The request:
Reproduce every line of the material below, requests included, multiplying each coordinate in the answers by 2.45 and rounding to the nearest whole number, with halves rounded up. Leave the requests and their format samples unchanged.

Data lines:
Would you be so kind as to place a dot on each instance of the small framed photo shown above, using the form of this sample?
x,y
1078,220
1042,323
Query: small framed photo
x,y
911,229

Final answer:
Would you be so kind as to place a dot on each instance of the small framed photo shown above, using the form of this sample?
x,y
1078,220
1042,323
Query: small framed photo
x,y
2232,561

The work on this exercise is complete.